• _Goal_:
Lay out every line of the listing below as a numbered list, omitting blank lines.

══════════

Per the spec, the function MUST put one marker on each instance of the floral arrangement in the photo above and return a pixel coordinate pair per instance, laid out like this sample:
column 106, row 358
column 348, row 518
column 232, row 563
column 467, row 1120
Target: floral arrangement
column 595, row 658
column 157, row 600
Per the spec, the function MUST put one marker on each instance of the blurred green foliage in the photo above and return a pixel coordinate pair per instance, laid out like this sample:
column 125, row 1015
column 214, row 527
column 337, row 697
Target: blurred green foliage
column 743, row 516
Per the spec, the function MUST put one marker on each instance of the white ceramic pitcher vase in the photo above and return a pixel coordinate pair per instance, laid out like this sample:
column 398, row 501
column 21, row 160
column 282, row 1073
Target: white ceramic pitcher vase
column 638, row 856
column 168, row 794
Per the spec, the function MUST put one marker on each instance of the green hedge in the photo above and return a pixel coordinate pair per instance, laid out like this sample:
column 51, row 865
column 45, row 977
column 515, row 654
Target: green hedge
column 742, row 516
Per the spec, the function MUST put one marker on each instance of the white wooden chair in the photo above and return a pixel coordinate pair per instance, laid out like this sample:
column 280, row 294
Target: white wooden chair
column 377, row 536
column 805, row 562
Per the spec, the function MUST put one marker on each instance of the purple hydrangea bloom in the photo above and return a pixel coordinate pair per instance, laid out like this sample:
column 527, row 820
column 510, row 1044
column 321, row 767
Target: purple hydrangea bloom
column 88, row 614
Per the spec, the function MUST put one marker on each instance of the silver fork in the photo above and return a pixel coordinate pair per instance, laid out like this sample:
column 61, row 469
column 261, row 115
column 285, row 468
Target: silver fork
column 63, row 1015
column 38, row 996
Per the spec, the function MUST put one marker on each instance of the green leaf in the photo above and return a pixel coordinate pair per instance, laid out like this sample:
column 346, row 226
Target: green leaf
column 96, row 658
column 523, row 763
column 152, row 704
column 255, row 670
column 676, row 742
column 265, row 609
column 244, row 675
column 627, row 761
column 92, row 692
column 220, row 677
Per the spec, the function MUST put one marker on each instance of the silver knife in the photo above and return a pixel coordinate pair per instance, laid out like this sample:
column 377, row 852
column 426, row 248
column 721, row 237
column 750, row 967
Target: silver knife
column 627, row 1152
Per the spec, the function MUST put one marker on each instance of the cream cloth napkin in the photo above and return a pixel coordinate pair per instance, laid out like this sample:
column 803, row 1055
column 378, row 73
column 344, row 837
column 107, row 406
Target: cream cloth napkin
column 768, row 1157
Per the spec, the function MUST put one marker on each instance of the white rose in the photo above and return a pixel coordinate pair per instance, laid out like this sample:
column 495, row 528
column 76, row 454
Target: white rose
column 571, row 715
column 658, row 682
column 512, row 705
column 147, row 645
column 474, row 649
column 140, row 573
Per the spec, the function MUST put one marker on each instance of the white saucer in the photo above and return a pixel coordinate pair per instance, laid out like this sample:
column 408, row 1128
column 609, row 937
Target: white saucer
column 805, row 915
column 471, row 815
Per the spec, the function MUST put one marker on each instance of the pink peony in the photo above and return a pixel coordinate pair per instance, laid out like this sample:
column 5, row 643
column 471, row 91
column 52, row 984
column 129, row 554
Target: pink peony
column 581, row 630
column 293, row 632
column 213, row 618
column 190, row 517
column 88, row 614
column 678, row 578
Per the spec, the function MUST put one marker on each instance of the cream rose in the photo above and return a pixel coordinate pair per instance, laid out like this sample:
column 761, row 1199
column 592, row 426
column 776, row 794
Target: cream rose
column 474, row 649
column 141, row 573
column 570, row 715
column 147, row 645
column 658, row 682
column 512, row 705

══════════

• _Result of this task_:
1. Per the spec, the function MUST put one marker on each instance of the floral arrangement in the photo above and return a pixel coordinate pair per instance, laid out like this sample:
2. column 106, row 358
3. column 348, row 518
4. column 232, row 563
5. column 467, row 1120
6. Target: floral arrangement
7. column 595, row 658
8. column 157, row 600
9. Per the spec, the function MUST put one marker on each instance of the blurred green foliage in the photo above and return a pixel coordinate pair per instance, laid out like this sample:
10. column 125, row 1015
11. column 214, row 527
12. column 337, row 697
13. Target: blurred green foliage
14. column 743, row 516
15. Per the spec, the function MUST put one marker on each instance of the white ceramic pitcher vase in the photo above and return a pixel coordinate pair per instance, laid out like this sample:
16. column 398, row 501
17. column 21, row 160
18. column 282, row 1073
19. Target: white ceramic pitcher vase
20. column 638, row 856
21. column 168, row 794
22. Per the spec, the function MUST put one marker on each instance of the green hedge in the photo above and return a pixel coordinate pair per instance, laid out like this sample:
23. column 51, row 865
24. column 45, row 977
25. column 515, row 654
26. Target: green hedge
27. column 742, row 516
28. Per the spec, the function MUST put one marker on each instance of the white wooden chair in the photo above and return a pixel coordinate pair per instance, laid out like this sample:
29. column 280, row 294
30. Target: white wooden chair
31. column 377, row 536
32. column 805, row 562
33. Per the spec, the function MUST put one marker on each instance of the purple hydrangea bloom in the photo above and return a pixel coordinate pair per instance, laid out like this sample:
34. column 527, row 820
35. column 510, row 1044
36. column 321, row 767
37. Target: purple hydrangea bloom
38. column 88, row 614
39. Per the spec, the function MUST put one marker on each instance of the silver fork in the photo above and return a pixel coordinate pair per instance, laid out like this sample:
40. column 61, row 469
41. column 261, row 115
42. column 285, row 468
43. Target: silver fork
44. column 63, row 1015
45. column 38, row 996
46. Per the spec, the function MUST put one marker on each instance of the green leaf in the photo above and return a pixel coordinate pair per instance, laid out like this sample:
47. column 346, row 226
48. Target: green leaf
49. column 96, row 658
50. column 523, row 763
51. column 152, row 704
52. column 255, row 670
53. column 676, row 742
54. column 265, row 609
55. column 244, row 675
56. column 627, row 761
57. column 92, row 692
58. column 220, row 677
59. Per the spec, the function MUST put one marker on each instance of the silver knife in the photo above and return a pixel coordinate pair per instance, laid out like this sample:
60. column 377, row 852
61. column 426, row 248
62. column 721, row 237
63. column 750, row 967
64. Target: silver knife
65. column 627, row 1152
66. Per the spec, the function MUST put one marker on each instance of the cream cloth napkin in the photo above and return a pixel coordinate pair per instance, laid out like this sample:
67. column 803, row 1055
68. column 378, row 73
69. column 344, row 837
70. column 107, row 406
71. Target: cream cloth napkin
72. column 768, row 1157
73. Per the spec, the function MUST put one marker on each instance of the white rose in the photo above and return a pixel coordinate pair per instance, laid out like this sample:
74. column 495, row 528
75. column 76, row 454
76. Target: white rose
77. column 571, row 715
78. column 658, row 682
79. column 512, row 705
80. column 147, row 645
81. column 474, row 649
82. column 140, row 573
83. Per the spec, the function MUST put one marker on each instance of the white saucer in the photo above and return a pixel coordinate pair per instance, laid out like this sample:
84. column 408, row 1128
85. column 609, row 937
86. Target: white saucer
87. column 805, row 915
88. column 471, row 815
89. Per the spec, the function MUST put one marker on each instance of the pink peony in the photo above and return a pixel coordinate pair per instance, laid out like this sample:
90. column 5, row 643
91. column 471, row 91
92. column 52, row 984
93. column 129, row 554
94. Target: pink peony
95. column 581, row 630
96. column 293, row 632
97. column 213, row 618
98. column 190, row 517
99. column 88, row 614
100. column 678, row 578
101. Per the spec, the function MUST put one marker on each instance of the cream rose in the photo above and return a pixel coordinate pair per instance, laid out like this sample:
102. column 761, row 1199
103. column 592, row 426
104. column 776, row 794
105. Target: cream rose
106. column 474, row 649
107. column 141, row 573
108. column 570, row 715
109. column 147, row 645
110. column 658, row 682
111. column 512, row 705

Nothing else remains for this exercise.